*Part of a data file*
=-=-=

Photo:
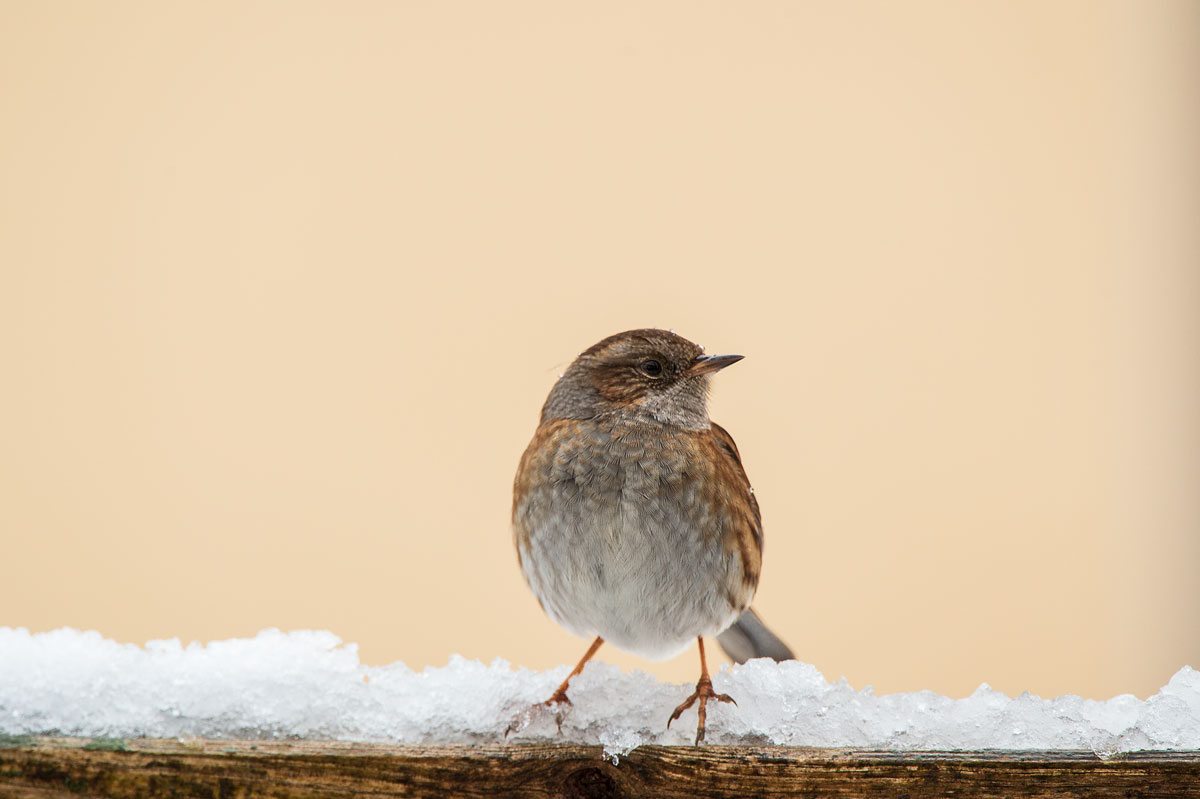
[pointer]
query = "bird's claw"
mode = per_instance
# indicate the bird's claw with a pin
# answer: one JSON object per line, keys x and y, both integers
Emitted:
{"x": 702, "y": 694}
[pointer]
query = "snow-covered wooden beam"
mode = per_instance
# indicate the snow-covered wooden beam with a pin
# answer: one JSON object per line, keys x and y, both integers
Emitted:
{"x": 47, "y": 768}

=-=-=

*PROBLEM TO WORK ON*
Rewrite every line of the rows above as a JSON list of strings, one string per line, with blank lines skipped. Omit the pictures.

*RIGHT ANSWER*
[
  "Photo:",
  "[pointer]",
  "query = \"bird's claw\"",
  "mode = per_instance",
  "# indicate the bird's claw with a pin",
  "# answer: one JSON object per line, keys x and y, both integers",
  "Emitted:",
  "{\"x\": 702, \"y\": 694}",
  "[pointer]",
  "query = \"snow-covered wooden beam\"",
  "mode = per_instance",
  "# indicate the snow-covered wooden beam with a pin",
  "# answer: one JSON object per line, keys x and y, both integers",
  "Emitted:",
  "{\"x\": 47, \"y\": 768}"
]